Extrait du document:
──────────────────────────────

Quel est votre avis sur la situation des primes, cette année?
Morena Hostettler Socha: L'augmentation annuelle des primes d'assurance-maladie est un sujet récurrent. Cette année, il faut y ajouter l'inflation, la hausse des loyers et des prix de l'énergie. De nombreux assurés vont à nouveau essayer de changer pour une caisse maladie moins chère.
Qu'est-ce que cela signifie pour votre association, l'Office de médiation de l'assurance-maladie?
Encore plus de travail pour le début de l'année prochaine. Nous nous attendons à une augmentation du nombre de cas où le changement s'est mal passé, comme c'est souvent le cas lorsque les primes augmentent fortement.
Ces changements se font dans l'intérêt des assurés. Où est le problème, d'habitude?

──────────────────────────────

Lignes fournies:
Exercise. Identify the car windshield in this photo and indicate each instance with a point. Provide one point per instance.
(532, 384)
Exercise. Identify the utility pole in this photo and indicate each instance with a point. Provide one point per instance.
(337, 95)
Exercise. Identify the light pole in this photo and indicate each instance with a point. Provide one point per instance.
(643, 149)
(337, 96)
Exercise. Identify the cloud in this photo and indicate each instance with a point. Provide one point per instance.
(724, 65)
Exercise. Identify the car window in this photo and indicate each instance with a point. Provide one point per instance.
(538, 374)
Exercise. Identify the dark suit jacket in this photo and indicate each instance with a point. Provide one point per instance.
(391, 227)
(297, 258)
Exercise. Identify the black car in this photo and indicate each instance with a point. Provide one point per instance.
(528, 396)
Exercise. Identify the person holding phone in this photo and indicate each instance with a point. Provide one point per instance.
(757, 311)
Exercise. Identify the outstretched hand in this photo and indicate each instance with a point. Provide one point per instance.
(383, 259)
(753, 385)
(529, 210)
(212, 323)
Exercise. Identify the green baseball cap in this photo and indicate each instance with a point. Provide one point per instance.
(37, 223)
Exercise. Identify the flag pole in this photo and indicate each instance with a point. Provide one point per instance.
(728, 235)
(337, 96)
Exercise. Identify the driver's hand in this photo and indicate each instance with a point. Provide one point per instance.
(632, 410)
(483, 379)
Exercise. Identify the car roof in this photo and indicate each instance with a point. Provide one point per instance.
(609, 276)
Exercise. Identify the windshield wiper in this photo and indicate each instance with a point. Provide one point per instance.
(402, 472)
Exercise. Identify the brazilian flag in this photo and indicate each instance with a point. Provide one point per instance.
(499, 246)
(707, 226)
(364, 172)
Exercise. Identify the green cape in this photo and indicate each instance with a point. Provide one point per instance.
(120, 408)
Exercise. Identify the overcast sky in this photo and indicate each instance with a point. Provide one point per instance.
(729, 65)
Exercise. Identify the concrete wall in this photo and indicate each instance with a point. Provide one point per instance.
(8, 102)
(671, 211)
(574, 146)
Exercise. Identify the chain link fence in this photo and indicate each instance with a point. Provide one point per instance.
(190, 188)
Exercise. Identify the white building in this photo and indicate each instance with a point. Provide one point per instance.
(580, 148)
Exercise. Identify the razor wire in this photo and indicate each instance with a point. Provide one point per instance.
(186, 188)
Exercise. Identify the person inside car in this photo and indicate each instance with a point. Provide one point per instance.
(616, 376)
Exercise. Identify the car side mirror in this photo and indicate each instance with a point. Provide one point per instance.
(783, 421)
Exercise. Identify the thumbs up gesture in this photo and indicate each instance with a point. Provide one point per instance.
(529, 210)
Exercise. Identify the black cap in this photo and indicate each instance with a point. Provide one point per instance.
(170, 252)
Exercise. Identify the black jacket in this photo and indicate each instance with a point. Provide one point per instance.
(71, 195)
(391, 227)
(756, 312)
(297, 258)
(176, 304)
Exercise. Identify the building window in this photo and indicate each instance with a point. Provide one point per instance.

──────────────────────────────

Consigne:
Répondez à ces questions sur l'entretien consacré aux primes d'assurance-maladie :
1. Quels facteurs s'ajoutent cette année à l'augmentation des primes ?
2. Qu'est-ce que de nombreux assurés vont à nouveau essayer de faire ?
3. À quelle augmentation l'Office de médiation de l'assurance-maladie s'attend-il pour le début de l'année prochaine ?

Réponse:
1. L'inflation, la hausse des loyers et celle des prix de l'énergie.
2. Changer pour une caisse maladie moins chère.
3. À une augmentation du nombre de cas où le changement s'est mal passé.